Update the entries below by replacing "indicates" with "marks" wherever it occurs, leaving everything else unchanged.

══════

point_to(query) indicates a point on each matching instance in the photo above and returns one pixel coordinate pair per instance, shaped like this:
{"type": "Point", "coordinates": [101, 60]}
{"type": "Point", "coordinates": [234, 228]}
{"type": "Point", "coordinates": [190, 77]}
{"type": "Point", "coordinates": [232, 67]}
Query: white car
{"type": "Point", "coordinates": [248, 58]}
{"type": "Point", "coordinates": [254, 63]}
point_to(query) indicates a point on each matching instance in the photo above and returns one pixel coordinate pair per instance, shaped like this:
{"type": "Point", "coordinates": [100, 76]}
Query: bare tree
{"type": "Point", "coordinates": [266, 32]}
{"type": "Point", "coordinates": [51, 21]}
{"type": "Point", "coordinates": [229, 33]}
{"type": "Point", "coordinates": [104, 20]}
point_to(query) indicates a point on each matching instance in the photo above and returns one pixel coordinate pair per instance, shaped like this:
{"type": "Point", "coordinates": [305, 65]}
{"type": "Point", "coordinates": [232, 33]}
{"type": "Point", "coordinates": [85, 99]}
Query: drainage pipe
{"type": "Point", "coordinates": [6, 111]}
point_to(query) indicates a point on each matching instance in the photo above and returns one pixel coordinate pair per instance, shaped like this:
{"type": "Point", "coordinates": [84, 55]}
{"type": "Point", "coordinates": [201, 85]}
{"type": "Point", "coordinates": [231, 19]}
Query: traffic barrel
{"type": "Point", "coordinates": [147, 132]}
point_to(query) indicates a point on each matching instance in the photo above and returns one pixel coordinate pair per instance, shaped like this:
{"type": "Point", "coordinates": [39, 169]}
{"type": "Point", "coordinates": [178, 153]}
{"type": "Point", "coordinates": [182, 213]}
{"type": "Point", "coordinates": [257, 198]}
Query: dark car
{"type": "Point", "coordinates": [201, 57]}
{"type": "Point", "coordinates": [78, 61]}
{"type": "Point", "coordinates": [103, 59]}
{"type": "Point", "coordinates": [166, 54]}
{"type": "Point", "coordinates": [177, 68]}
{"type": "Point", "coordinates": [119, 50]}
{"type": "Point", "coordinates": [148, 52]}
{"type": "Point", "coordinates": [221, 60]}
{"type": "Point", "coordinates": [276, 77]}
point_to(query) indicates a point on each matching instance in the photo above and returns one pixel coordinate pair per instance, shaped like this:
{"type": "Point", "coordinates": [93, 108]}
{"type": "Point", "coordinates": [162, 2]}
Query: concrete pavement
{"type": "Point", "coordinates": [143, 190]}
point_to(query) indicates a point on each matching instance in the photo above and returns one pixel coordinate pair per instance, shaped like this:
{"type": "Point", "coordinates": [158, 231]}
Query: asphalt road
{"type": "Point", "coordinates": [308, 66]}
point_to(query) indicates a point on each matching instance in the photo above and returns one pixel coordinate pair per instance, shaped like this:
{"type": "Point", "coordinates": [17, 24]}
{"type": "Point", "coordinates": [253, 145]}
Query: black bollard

══════

### Correct output
point_to(query) marks a point on each matching instance in the photo above and returns one pixel coordinate pair per instance, shaped like this:
{"type": "Point", "coordinates": [101, 60]}
{"type": "Point", "coordinates": [234, 228]}
{"type": "Point", "coordinates": [190, 77]}
{"type": "Point", "coordinates": [232, 67]}
Query: white car
{"type": "Point", "coordinates": [248, 58]}
{"type": "Point", "coordinates": [254, 63]}
point_to(query) marks a point on each matching instance in the photo above and returns one pixel coordinate pair per instance, shaped like this:
{"type": "Point", "coordinates": [100, 76]}
Query: bare tree
{"type": "Point", "coordinates": [266, 32]}
{"type": "Point", "coordinates": [51, 21]}
{"type": "Point", "coordinates": [229, 33]}
{"type": "Point", "coordinates": [104, 20]}
point_to(query) marks a point on each matching instance in the photo above and returns one pixel coordinate pair per instance, shaped like this:
{"type": "Point", "coordinates": [305, 65]}
{"type": "Point", "coordinates": [232, 33]}
{"type": "Point", "coordinates": [85, 99]}
Query: drainage pipe
{"type": "Point", "coordinates": [6, 111]}
point_to(query) marks a point on each matching instance in the photo above and returns one pixel coordinate pair per instance, shaped like this:
{"type": "Point", "coordinates": [84, 55]}
{"type": "Point", "coordinates": [201, 85]}
{"type": "Point", "coordinates": [231, 19]}
Query: traffic barrel
{"type": "Point", "coordinates": [147, 132]}
point_to(query) marks a point on each matching instance in the photo above and returns one pixel coordinate pair per instance, shaped like this:
{"type": "Point", "coordinates": [39, 169]}
{"type": "Point", "coordinates": [178, 153]}
{"type": "Point", "coordinates": [182, 213]}
{"type": "Point", "coordinates": [257, 198]}
Query: dark car
{"type": "Point", "coordinates": [201, 57]}
{"type": "Point", "coordinates": [78, 61]}
{"type": "Point", "coordinates": [103, 59]}
{"type": "Point", "coordinates": [166, 54]}
{"type": "Point", "coordinates": [177, 68]}
{"type": "Point", "coordinates": [119, 50]}
{"type": "Point", "coordinates": [148, 52]}
{"type": "Point", "coordinates": [221, 60]}
{"type": "Point", "coordinates": [276, 77]}
point_to(query) marks a point on each matching instance in the photo above and returns one pixel coordinate pair per instance, shaped like this:
{"type": "Point", "coordinates": [93, 108]}
{"type": "Point", "coordinates": [162, 2]}
Query: concrete pavement
{"type": "Point", "coordinates": [143, 190]}
point_to(query) marks a point on each matching instance in the photo above and returns one pixel coordinate pair per instance, shaped like this:
{"type": "Point", "coordinates": [158, 231]}
Query: asphalt road
{"type": "Point", "coordinates": [308, 66]}
point_to(query) marks a point on each matching instance in the photo above and returns one pixel coordinate pair per instance, shaped like this:
{"type": "Point", "coordinates": [17, 24]}
{"type": "Point", "coordinates": [253, 145]}
Query: black bollard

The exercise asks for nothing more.